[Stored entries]
───

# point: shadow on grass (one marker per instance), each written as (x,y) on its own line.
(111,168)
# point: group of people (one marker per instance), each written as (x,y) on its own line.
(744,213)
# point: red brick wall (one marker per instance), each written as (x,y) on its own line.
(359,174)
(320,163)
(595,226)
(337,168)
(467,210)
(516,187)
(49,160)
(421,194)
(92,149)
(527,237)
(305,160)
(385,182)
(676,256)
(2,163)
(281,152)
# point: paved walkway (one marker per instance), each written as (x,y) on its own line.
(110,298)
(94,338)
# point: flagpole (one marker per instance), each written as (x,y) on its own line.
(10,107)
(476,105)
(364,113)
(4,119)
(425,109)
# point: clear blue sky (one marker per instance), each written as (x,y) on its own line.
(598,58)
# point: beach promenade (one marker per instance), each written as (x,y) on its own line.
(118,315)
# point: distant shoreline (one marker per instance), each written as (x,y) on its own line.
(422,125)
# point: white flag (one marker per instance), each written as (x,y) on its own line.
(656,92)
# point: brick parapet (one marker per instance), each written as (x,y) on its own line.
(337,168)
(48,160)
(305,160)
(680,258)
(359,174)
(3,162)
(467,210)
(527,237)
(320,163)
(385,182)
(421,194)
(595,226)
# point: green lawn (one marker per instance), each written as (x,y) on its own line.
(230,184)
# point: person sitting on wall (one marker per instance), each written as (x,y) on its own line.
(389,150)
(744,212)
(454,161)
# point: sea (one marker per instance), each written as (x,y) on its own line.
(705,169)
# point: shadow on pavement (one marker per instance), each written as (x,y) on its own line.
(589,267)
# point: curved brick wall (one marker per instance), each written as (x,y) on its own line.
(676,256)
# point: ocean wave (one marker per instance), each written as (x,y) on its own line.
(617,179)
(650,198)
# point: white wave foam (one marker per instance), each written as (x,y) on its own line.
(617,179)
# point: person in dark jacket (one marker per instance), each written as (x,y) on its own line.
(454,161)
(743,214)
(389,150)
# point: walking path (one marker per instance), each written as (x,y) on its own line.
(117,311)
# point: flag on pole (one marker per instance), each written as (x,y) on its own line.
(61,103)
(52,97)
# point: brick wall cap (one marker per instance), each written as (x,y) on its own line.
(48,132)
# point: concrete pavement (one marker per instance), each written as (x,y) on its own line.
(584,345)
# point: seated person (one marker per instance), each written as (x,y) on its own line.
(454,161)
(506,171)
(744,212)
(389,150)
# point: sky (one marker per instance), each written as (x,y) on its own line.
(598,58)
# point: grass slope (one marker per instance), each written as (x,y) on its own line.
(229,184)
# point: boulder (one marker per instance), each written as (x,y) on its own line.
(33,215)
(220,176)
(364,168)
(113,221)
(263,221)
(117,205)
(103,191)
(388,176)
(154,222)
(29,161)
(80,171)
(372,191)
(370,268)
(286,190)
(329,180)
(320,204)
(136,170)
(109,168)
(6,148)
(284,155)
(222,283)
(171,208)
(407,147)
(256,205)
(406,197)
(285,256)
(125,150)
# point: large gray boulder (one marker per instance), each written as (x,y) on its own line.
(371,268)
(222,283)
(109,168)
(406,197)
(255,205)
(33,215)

───

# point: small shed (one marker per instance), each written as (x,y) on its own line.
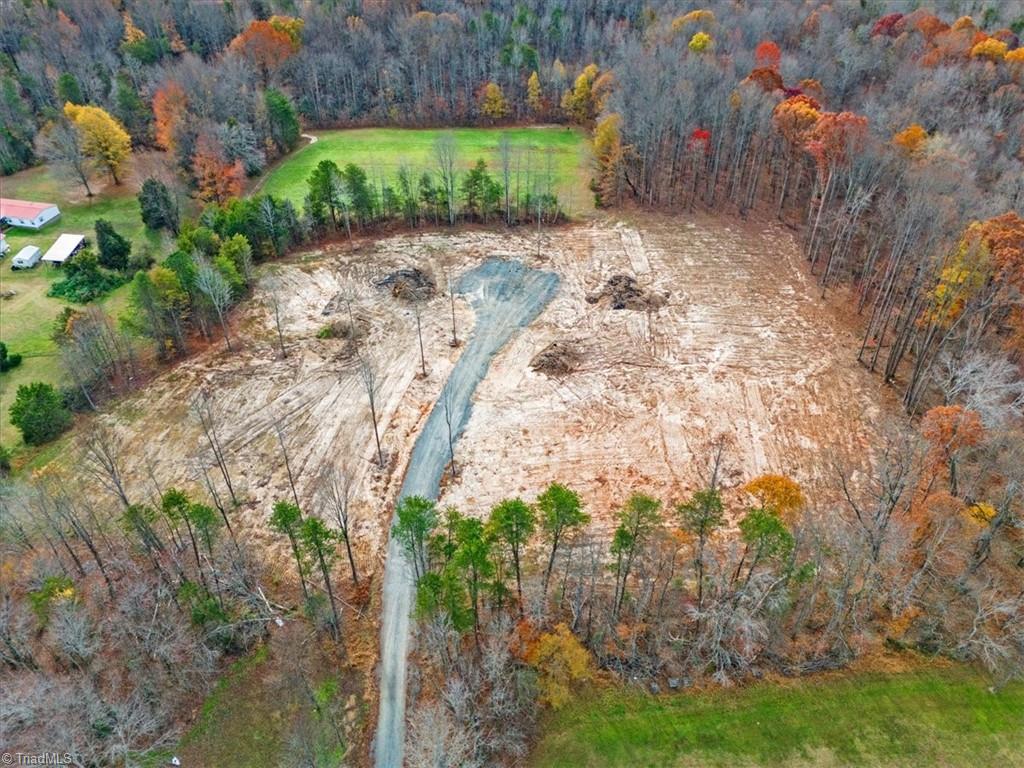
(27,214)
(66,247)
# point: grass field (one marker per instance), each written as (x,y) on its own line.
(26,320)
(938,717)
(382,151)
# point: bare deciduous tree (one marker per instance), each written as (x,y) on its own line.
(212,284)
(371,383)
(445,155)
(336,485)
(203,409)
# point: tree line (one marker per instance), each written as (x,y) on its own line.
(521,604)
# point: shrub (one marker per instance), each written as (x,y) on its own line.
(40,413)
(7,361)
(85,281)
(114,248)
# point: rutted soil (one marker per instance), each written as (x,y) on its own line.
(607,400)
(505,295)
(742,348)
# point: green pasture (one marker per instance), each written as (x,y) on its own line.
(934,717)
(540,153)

───

§ **Task objective**
Count the lines in the entries above that contain the string "grass", matching case exactly, and reply with only that number.

§ **Completed task**
3